### Data in this exercise:
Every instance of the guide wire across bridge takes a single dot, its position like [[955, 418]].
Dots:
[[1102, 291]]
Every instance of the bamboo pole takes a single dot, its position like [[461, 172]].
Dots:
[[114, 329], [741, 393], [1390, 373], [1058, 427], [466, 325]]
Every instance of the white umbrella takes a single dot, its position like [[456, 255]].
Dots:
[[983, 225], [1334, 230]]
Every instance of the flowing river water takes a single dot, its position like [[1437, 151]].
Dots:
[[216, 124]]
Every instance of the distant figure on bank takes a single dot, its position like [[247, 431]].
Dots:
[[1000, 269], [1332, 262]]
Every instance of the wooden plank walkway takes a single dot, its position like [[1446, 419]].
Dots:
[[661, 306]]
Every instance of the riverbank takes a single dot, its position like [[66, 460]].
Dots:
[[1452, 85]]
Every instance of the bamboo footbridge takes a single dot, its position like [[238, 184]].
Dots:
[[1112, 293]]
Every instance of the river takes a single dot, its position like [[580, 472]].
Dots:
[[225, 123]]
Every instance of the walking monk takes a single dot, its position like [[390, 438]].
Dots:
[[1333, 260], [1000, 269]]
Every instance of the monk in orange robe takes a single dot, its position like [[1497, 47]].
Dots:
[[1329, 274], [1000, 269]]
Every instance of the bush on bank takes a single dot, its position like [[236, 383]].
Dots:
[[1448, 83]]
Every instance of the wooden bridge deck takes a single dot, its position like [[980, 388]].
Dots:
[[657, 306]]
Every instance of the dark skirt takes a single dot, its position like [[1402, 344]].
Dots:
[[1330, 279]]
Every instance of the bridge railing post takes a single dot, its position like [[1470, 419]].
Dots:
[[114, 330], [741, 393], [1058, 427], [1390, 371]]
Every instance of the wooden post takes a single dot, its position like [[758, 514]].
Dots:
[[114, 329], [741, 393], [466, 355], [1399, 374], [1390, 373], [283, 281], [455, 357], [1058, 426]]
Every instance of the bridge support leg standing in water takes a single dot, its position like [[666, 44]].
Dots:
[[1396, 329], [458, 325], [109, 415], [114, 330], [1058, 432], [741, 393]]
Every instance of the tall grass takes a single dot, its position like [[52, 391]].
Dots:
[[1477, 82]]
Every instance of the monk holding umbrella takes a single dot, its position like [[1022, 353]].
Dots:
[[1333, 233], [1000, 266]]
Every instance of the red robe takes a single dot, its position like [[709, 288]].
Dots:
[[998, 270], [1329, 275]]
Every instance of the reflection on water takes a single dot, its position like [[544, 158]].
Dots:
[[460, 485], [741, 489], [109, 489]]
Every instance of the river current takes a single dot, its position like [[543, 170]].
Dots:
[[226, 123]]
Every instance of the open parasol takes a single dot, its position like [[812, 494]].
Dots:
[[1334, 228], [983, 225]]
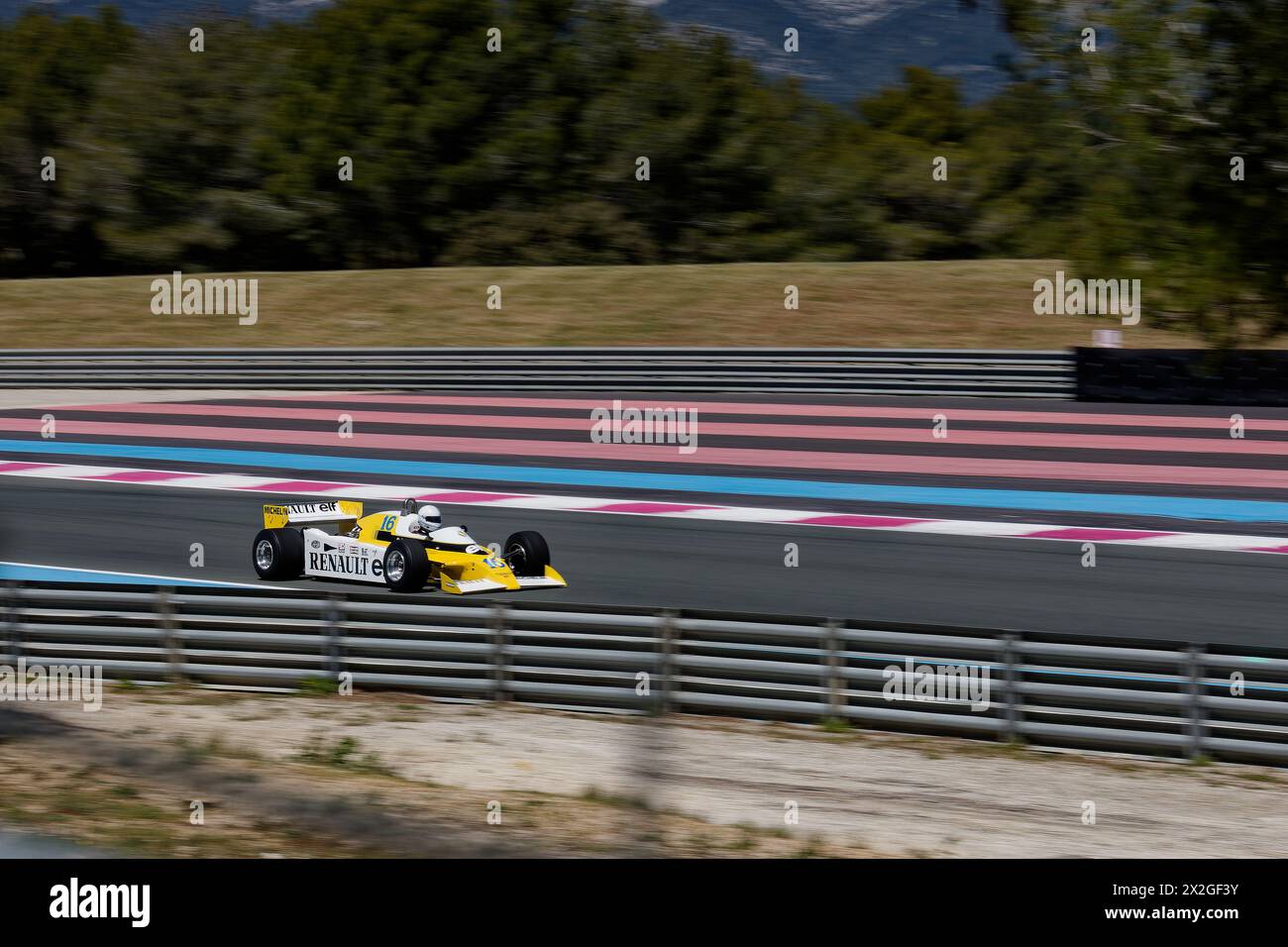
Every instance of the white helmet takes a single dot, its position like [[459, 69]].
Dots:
[[429, 518]]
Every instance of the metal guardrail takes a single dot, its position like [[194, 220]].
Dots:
[[1180, 701], [823, 369]]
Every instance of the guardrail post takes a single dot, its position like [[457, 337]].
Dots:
[[12, 620], [669, 634], [170, 633], [833, 682], [1013, 707], [497, 625], [333, 626], [1194, 689]]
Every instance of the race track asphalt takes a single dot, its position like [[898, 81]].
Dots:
[[1029, 586]]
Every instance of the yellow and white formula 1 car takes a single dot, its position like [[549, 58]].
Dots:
[[407, 551]]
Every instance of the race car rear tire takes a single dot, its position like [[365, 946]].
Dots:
[[527, 553], [406, 566], [278, 554]]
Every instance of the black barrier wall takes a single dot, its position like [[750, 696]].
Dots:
[[1183, 376]]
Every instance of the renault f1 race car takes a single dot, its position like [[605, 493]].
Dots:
[[407, 551]]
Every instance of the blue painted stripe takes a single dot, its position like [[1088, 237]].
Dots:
[[1177, 506]]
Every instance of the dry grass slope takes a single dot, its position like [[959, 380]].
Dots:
[[935, 304]]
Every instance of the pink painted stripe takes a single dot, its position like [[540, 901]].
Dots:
[[1223, 445], [468, 496], [790, 410], [1093, 535], [729, 457], [648, 508], [862, 522]]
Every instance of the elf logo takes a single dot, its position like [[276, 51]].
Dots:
[[102, 900]]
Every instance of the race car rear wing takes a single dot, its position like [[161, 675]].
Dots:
[[343, 512]]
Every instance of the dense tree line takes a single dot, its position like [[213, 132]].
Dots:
[[227, 158]]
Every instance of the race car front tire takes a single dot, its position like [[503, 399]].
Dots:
[[278, 554], [527, 553], [406, 566]]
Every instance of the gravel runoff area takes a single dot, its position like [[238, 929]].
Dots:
[[854, 791]]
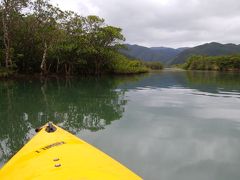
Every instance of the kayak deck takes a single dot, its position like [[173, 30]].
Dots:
[[61, 155]]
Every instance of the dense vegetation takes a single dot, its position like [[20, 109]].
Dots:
[[208, 49], [163, 55], [216, 63], [153, 65], [37, 37]]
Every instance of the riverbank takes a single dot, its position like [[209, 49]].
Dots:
[[213, 63]]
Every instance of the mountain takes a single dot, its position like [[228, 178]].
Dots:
[[170, 56], [161, 54], [209, 49]]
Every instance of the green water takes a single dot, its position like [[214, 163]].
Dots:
[[168, 126]]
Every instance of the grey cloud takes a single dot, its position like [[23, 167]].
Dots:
[[170, 22]]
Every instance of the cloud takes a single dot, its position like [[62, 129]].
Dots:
[[172, 23]]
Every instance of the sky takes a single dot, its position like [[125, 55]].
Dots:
[[169, 23]]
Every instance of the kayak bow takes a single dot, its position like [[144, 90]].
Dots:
[[53, 153]]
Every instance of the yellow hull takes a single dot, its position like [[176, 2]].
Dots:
[[61, 155]]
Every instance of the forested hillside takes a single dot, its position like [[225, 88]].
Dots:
[[209, 49], [37, 37], [160, 54]]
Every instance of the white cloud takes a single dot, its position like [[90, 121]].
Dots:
[[167, 22]]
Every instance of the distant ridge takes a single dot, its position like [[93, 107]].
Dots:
[[209, 49], [171, 56], [161, 54]]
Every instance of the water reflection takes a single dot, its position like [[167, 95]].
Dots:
[[168, 126], [75, 104]]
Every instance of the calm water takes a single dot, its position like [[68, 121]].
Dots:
[[168, 126]]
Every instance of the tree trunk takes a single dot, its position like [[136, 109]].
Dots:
[[44, 60]]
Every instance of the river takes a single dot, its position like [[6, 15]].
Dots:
[[172, 125]]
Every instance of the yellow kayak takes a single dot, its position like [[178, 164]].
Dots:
[[53, 153]]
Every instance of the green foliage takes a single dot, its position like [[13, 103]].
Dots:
[[153, 65], [122, 65], [49, 40], [216, 63], [4, 72]]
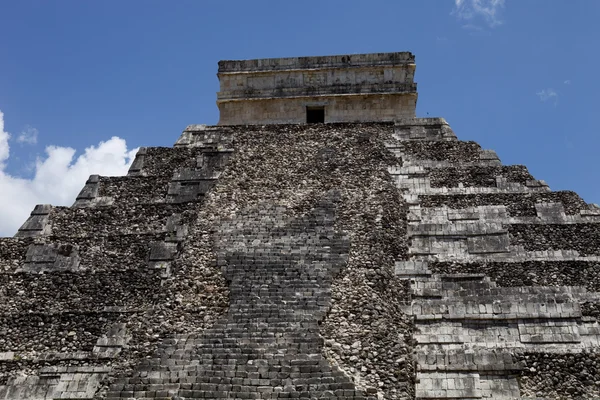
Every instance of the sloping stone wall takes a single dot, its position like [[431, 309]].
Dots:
[[132, 271], [371, 260], [491, 254]]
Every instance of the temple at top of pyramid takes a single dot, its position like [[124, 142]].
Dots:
[[345, 88], [254, 259]]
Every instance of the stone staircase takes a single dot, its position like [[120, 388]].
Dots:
[[268, 344]]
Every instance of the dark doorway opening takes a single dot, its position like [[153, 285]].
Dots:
[[315, 115]]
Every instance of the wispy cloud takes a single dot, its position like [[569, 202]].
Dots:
[[57, 177], [28, 135], [548, 95], [473, 11]]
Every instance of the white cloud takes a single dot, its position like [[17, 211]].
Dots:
[[548, 95], [28, 135], [58, 177], [472, 10], [4, 148]]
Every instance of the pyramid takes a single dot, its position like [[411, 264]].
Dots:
[[320, 242]]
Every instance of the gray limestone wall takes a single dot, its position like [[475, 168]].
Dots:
[[503, 272], [365, 261]]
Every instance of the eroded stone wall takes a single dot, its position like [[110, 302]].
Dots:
[[345, 336], [503, 274], [350, 88], [367, 260]]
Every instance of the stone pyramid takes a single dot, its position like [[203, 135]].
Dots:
[[321, 242]]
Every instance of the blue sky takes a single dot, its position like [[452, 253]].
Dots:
[[519, 77]]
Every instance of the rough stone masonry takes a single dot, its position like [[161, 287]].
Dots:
[[320, 242]]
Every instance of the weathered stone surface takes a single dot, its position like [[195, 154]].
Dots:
[[354, 260], [357, 87]]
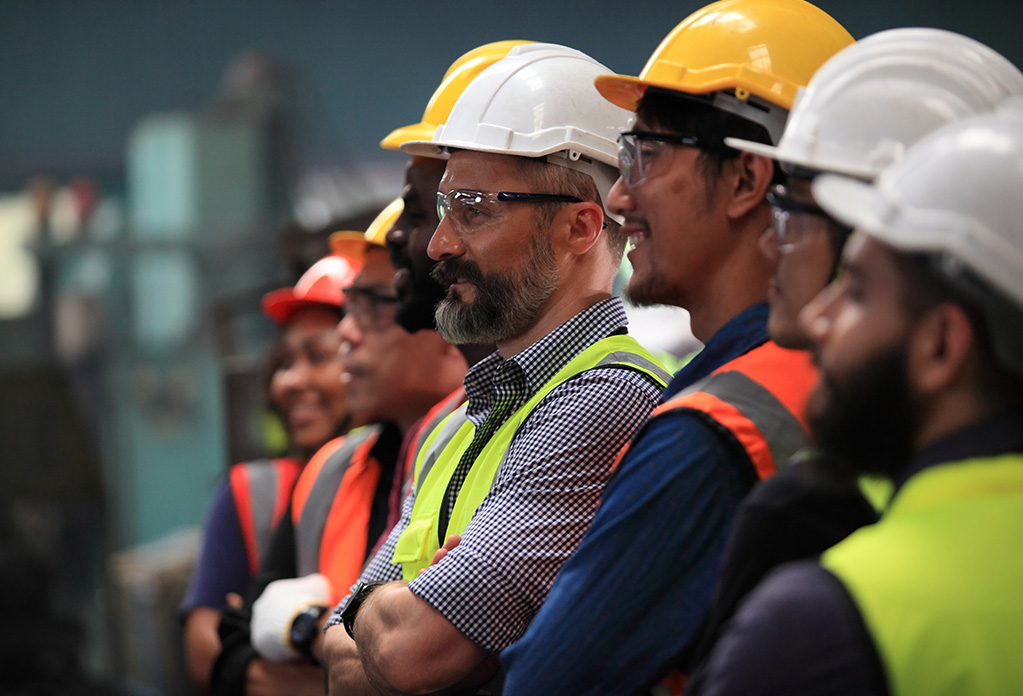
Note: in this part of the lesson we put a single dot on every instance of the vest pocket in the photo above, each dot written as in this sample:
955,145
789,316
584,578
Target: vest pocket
413,544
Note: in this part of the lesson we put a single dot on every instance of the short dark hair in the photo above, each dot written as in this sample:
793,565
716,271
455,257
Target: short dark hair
926,281
695,115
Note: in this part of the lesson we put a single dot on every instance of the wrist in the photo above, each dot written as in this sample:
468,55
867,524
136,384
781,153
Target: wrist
304,629
355,601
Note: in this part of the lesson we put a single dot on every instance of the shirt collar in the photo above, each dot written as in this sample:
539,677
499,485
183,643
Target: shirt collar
993,436
739,336
529,370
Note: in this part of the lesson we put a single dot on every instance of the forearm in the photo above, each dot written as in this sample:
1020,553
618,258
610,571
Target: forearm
343,665
406,647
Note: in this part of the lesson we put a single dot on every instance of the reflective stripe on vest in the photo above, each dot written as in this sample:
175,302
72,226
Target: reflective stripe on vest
444,446
937,579
331,507
261,490
759,398
434,418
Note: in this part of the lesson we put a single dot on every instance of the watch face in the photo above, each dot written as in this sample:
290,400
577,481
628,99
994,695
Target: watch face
304,628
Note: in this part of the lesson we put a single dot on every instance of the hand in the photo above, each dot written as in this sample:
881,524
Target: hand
276,608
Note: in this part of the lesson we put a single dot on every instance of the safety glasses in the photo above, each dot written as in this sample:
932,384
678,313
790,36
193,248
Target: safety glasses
790,235
642,155
470,210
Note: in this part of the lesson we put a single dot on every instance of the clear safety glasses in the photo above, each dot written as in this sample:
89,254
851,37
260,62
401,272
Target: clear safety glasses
471,210
791,235
642,155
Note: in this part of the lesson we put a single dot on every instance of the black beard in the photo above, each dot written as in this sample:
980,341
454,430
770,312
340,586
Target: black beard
868,418
416,309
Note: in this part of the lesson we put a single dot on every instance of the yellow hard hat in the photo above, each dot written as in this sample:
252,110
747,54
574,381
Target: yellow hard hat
768,48
353,245
455,79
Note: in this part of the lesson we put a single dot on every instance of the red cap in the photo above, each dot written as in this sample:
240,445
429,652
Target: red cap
323,284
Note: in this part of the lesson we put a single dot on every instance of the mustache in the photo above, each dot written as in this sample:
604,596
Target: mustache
448,271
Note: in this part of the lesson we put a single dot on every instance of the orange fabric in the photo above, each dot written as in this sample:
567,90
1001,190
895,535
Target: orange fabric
789,375
745,431
238,476
343,547
309,474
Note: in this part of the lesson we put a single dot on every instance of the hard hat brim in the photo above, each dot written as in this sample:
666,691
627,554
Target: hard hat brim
399,136
350,244
622,90
855,204
280,305
754,147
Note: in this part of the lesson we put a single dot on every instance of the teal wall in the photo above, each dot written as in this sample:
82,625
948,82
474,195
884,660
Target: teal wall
77,75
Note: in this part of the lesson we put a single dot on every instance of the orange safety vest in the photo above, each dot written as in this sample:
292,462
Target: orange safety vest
262,490
330,509
760,399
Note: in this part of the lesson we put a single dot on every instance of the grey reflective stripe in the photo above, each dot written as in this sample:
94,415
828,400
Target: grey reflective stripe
263,483
448,429
309,530
646,366
780,427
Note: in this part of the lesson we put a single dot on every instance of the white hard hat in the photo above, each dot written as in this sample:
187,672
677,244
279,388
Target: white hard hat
875,98
538,101
955,194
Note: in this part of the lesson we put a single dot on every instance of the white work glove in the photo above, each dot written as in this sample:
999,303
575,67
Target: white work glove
275,610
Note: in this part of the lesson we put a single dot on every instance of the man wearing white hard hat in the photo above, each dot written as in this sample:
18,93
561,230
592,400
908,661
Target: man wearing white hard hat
528,254
340,505
920,345
858,115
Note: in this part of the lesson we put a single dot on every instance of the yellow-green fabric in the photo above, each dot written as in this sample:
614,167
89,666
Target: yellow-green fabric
415,548
939,580
877,489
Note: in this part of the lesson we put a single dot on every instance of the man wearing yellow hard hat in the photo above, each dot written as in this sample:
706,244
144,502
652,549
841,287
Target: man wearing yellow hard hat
639,583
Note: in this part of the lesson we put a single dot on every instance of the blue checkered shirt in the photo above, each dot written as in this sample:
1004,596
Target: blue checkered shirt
546,490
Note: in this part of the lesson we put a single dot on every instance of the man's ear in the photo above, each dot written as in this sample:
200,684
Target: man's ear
940,347
749,178
583,224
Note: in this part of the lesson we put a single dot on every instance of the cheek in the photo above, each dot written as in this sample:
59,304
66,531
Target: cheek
328,381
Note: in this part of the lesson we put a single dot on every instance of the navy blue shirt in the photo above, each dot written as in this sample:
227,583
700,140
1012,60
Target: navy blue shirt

### Work to be completed:
Exactly reproduce the lines that run from the line with "the blue checkered" through the last line of the records, inclusive.

### Written solution:
Note: in this part of the lesson we put a single dot on every instance of the blue checkered shirt in the photo above, each dot written as in this sample:
1004,596
Target: blue checkered shirt
546,490
Note: in this part of the lesson we put a single dot on every instance of the man's ear in the photo above, each dot written as in this sample:
200,684
Target: man's ear
940,347
749,178
583,224
Note: in this part of the lesson we put a single dot on every instance of the cheek in the photo above, each dot written as in this sample:
59,304
66,531
Target: cheek
328,381
Note: in this part of the lesson we put a single dot on every instance of the navy blue shirt in the photo above, each dot written as in this sample:
227,583
700,140
1012,60
Target: navy blue shirt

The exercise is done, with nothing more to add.